§ **Given task**: From the line that holds "Each instance receives one keypoint. Mark the shuttered" to the last line of the data, copy everything exactly; leave out all the rest.

§ **Data extract**:
============================================================

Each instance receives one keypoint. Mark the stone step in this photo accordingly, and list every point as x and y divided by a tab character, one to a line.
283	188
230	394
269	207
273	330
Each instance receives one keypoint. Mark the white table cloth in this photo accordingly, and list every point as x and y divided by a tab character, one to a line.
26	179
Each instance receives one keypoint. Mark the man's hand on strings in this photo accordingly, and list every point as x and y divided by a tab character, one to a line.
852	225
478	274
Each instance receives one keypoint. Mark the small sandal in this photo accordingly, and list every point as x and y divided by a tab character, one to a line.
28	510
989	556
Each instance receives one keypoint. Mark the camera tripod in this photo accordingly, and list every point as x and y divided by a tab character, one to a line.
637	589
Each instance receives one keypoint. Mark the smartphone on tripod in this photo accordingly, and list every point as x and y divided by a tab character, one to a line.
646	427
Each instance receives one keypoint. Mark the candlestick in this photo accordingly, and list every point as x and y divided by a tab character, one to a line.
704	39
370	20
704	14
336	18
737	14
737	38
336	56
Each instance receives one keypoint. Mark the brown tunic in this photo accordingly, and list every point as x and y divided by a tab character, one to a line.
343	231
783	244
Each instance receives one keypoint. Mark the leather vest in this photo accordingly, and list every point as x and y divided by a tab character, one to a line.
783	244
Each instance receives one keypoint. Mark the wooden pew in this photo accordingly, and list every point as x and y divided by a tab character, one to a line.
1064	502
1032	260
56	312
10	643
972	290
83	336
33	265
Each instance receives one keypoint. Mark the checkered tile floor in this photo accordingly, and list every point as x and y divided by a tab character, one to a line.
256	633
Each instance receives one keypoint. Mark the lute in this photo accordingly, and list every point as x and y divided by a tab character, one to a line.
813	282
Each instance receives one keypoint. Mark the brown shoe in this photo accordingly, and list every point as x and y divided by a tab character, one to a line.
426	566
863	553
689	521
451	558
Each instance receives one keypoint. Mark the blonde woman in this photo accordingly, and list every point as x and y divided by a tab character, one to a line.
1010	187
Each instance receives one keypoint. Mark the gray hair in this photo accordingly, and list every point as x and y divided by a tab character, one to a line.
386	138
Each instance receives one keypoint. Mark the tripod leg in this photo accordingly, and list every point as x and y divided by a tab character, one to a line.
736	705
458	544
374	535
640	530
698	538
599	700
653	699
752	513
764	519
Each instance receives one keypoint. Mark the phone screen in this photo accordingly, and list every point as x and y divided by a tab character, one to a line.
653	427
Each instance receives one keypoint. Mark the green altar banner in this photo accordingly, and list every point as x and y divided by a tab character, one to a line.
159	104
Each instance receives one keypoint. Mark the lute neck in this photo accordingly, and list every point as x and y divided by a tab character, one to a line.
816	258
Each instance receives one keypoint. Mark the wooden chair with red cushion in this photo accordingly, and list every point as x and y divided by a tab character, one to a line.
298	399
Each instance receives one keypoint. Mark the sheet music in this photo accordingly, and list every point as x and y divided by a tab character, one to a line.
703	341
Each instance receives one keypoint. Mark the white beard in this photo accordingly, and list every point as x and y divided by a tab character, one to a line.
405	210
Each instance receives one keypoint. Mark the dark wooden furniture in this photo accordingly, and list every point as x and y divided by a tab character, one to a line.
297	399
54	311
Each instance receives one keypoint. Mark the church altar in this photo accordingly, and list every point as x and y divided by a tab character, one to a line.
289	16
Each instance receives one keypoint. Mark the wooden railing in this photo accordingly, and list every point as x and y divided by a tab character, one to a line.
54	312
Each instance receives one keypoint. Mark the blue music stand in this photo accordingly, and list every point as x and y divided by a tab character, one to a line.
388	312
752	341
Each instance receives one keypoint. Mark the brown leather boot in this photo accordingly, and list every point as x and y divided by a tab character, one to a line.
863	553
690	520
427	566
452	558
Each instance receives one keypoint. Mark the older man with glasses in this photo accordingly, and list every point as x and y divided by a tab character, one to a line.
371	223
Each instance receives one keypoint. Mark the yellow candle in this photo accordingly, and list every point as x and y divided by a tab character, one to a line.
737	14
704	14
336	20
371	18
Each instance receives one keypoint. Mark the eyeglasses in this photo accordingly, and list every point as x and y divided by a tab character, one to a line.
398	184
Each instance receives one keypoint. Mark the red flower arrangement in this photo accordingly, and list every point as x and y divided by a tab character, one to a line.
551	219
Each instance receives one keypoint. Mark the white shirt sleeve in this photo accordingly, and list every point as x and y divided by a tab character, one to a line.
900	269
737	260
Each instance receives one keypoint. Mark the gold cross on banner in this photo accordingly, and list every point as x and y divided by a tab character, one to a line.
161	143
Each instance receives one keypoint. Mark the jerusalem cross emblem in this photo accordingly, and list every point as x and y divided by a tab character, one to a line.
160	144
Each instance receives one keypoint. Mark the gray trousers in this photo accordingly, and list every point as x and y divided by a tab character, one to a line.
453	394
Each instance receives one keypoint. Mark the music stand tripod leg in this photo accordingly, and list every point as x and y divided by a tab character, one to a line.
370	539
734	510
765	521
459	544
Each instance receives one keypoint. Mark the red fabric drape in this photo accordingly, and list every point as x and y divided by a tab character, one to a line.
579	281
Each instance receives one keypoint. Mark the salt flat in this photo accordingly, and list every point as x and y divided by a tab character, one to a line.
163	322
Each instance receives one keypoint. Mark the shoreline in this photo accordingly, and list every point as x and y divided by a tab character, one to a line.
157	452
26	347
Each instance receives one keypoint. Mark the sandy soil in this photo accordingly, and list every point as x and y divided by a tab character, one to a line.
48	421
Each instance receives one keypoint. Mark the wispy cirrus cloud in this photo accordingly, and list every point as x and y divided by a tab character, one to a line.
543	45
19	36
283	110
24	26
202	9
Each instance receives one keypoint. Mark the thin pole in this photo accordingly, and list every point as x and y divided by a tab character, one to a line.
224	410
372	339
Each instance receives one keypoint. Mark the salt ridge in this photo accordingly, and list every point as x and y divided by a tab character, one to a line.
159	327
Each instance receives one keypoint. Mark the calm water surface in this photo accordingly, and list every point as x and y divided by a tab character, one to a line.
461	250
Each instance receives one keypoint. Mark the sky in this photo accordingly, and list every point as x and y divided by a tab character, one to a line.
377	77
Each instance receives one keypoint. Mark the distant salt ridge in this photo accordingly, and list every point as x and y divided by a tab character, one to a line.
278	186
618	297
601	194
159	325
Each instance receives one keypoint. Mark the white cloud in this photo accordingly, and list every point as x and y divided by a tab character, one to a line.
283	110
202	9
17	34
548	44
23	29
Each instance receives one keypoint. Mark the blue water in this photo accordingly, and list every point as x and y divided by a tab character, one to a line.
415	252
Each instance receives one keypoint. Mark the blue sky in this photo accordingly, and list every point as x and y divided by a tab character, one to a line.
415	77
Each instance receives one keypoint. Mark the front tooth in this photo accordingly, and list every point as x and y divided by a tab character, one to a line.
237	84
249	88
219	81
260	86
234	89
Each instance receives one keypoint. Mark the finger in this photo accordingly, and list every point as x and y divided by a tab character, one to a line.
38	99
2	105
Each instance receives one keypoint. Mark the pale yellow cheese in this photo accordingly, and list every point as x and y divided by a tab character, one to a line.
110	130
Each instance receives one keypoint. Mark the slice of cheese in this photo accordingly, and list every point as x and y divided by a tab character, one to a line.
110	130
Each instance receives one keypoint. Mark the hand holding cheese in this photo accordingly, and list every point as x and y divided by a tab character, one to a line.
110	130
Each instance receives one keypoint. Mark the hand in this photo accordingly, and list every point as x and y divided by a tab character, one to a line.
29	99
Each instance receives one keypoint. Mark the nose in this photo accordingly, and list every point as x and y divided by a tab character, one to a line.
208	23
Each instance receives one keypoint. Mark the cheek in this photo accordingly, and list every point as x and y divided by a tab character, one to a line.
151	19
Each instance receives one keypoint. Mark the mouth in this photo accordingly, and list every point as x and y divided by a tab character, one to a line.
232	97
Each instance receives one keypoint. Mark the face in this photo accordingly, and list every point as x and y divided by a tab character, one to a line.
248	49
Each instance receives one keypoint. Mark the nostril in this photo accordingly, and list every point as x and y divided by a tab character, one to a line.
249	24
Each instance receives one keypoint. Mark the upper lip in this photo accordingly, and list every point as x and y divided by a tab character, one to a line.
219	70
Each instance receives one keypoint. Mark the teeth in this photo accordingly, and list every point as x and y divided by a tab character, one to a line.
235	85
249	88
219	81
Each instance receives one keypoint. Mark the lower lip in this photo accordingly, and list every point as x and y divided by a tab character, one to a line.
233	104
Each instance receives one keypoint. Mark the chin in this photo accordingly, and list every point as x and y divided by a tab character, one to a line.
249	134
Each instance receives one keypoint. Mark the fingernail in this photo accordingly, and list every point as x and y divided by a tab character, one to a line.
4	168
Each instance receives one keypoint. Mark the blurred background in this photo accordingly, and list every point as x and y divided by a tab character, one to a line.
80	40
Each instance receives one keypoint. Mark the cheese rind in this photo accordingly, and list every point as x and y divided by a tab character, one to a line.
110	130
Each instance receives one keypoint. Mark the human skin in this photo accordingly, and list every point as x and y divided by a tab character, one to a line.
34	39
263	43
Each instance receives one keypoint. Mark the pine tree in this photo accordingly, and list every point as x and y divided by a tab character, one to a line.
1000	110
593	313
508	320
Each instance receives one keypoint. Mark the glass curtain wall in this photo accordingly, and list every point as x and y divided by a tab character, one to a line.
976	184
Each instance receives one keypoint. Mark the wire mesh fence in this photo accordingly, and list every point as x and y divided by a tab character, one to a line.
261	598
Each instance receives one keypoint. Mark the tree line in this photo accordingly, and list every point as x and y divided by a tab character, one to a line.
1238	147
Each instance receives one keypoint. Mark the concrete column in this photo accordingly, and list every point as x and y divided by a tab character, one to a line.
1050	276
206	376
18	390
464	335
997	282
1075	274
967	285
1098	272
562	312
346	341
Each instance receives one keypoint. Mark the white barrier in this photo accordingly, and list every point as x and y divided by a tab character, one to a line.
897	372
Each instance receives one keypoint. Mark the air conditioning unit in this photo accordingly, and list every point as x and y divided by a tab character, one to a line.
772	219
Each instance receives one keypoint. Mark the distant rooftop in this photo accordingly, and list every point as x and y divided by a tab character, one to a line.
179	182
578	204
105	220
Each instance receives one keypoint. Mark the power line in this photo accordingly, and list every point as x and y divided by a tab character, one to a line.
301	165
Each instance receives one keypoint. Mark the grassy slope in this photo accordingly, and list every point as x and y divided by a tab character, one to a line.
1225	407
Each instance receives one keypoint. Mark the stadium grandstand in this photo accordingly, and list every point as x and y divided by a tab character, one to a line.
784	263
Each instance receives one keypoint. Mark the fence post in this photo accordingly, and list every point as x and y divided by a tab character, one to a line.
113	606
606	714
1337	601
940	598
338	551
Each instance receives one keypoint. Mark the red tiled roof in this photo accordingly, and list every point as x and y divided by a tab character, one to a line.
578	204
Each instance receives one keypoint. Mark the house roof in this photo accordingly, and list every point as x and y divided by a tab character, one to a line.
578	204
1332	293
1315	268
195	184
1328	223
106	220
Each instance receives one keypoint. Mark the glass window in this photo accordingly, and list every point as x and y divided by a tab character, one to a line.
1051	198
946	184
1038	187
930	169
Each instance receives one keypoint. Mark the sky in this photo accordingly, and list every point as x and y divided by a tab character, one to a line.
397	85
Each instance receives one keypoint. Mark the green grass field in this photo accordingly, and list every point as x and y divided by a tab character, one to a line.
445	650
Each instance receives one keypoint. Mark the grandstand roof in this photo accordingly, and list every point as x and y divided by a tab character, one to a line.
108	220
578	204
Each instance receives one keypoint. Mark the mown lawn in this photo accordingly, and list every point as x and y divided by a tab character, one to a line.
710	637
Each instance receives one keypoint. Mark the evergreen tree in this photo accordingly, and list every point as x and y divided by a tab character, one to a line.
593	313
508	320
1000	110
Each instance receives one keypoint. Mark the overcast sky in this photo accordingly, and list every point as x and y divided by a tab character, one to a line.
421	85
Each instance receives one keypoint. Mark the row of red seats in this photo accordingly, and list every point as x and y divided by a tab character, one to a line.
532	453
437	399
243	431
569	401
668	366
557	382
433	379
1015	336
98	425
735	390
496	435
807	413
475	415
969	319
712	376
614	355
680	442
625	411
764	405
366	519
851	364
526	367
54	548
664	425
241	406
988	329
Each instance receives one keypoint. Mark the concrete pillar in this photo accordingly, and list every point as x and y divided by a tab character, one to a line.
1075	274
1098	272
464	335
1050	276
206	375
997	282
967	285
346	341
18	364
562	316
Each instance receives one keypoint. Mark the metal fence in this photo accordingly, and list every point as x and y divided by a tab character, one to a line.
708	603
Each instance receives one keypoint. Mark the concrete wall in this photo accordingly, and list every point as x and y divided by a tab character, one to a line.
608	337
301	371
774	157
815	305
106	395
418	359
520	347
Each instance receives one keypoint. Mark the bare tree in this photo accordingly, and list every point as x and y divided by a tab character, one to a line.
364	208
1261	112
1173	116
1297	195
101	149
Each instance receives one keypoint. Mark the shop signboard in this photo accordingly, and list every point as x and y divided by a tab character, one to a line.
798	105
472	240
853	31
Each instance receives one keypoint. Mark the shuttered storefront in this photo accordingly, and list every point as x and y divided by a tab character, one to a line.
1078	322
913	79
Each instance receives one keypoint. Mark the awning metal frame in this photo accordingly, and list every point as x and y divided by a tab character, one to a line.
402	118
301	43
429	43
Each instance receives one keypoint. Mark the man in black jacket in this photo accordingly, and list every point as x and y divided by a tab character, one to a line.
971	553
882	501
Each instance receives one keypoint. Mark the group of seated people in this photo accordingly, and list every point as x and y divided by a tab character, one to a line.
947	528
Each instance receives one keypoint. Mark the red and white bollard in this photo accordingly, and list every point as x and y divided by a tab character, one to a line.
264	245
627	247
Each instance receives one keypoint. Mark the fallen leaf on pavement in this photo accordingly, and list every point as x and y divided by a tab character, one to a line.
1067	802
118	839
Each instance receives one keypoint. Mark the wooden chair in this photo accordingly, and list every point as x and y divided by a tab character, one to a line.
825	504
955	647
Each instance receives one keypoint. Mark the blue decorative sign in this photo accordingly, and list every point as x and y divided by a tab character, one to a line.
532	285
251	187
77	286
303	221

============================================================

§ **Written response**:
Each instance receives one keypoint. Mark the shuttered storefront in this photo accordingly, and list every point as x and y divided by a tab character, one to a line.
1078	322
913	79
Each instance receives one keypoint. Mark the awning metal frame in this photo accordingly, and list every point as x and y divided by a tab character, one to a line.
402	118
301	43
429	43
Each instance receives one keypoint. Mark the man in black jacket in this photo accordingly, and list every point as x and y divided by a tab character, one to a line.
971	553
882	501
Each instance receives one keypoint. Mark the group of seated people in this photo accordingly, and list every point as x and y divided by a tab character, one to a line.
947	528
Each instance receives one keypoint. Mark the red and white bollard in this photo accordingly, and list every point as x and y divided by a tab character, one to a line.
264	245
627	247
Each instance receives one keypoint. Mark the fallen leaf on pavement in this photo accordingly, and list every point as x and y divided by a tab character, one to a line.
1067	802
118	839
Each instance receives one keypoint. Mark the wooden chair in this photo accordingly, and list every point as x and y divided by a tab character, one to a line.
825	504
955	647
Each instance receives one keypoint. Mark the blue decorative sign in this photo accordingly, and list every point as x and y divided by a tab character, one to a line.
532	285
251	187
77	286
303	221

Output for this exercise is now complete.